The squads for the Test and one-day series were selected by telephone. Graveney orchestrated calls between his home near Bristol and his fellow selectors: the coach, Duncan Fletcher who was at his home in Cape Town; the National Academy director, Rod Marsh, who was in Adelaide; and the former England all-rounder Geoff Miller, at his home in Chesterfield.

There had already been reports that Graveney had fallen out with Fletcher over selection for the final Test in Sri Lanka. It was suggested that Graveney was keen to include Robert Croft, the off-spinner who has since retired from international cricket, in place of Gareth Batty.

But Graveney poured scorn on the reports. "It would be utterly wrong of me to try to influence selection of the team from thousands of miles away and I wouldn't seek to try," he said. "I speak to the tour management regularly, almost every day, and I gauge the mood and can make suggestions, but it would be quite ridiculous to say who should be in the team from what I have seen on television."

But if coach and captain effectively decide the team on the ground, it is the panel who select the squad. Fletcher obviously has an influential voice, but the other three watch far more domestic cricket, so when newcomers are involved he has to listen to them.

Hussain scored 46 runs in four innings in Sri Lanka, but was far more successful against Bangladesh in the earlier part of the trip. It was always likely after he resigned the captaincy that he would need to score runs frequently to hold on to his place, but Fletcher publicly backed him at the end of the Third Test in Colombo, which England lost heavily.

Disagreements among selectors are inevitable, especially when teams are losing. But this dispute again highlights the composition of the panel. England's coach (and sometimes the captain, too) has traditionally been a selector. In Australia, many of whose methods, such as a National Academy, English cricket is slavishly determined to follow, the four-man panel comprises four former Test players. The coach and captain are given their squad.

Graveney, chairman for nearly seven years, said: "A balance always has to be found in selection between picking a squad for the next match and an eye on the future. These two things do not always go hand in hand.

"There were injury doubts concerning several of the bowlers, and I heard on Monday that Richard Johnson would need a knee operation and be unavailable. But it is often a good thing to have a period of reflection after the first meeting. Coming back together again after everybody has had a chance to mull over things like the balance of the squad is a good thing to do, I think.

→ Exercise data:
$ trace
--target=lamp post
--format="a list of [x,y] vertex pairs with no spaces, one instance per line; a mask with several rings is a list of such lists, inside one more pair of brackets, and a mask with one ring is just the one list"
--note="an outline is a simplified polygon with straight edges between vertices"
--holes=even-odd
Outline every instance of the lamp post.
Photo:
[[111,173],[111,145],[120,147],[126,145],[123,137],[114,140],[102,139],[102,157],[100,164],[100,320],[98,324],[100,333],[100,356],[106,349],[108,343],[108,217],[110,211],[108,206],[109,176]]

...

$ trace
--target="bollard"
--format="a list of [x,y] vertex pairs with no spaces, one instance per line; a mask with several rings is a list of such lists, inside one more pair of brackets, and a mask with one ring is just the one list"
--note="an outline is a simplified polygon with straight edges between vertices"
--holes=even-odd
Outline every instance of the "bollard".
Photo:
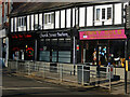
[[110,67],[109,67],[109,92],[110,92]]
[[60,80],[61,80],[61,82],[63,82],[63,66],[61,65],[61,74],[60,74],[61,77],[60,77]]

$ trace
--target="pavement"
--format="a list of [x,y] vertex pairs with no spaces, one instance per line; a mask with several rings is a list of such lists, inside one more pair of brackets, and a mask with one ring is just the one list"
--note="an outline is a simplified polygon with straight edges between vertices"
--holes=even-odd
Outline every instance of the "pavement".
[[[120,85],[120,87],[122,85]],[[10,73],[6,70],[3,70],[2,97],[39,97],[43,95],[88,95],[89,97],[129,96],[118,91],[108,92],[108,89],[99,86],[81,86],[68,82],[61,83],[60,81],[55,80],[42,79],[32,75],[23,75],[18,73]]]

→ What is being asked:
Retype the England cricket selection passage above, everything from "But if coach" down to "listen to them.".

→ Solution to this problem:
But if coach and captain effectively decide the team on the ground, it is the panel who select the squad. Fletcher obviously has an influential voice, but the other three watch far more domestic cricket, so when newcomers are involved he has to listen to them.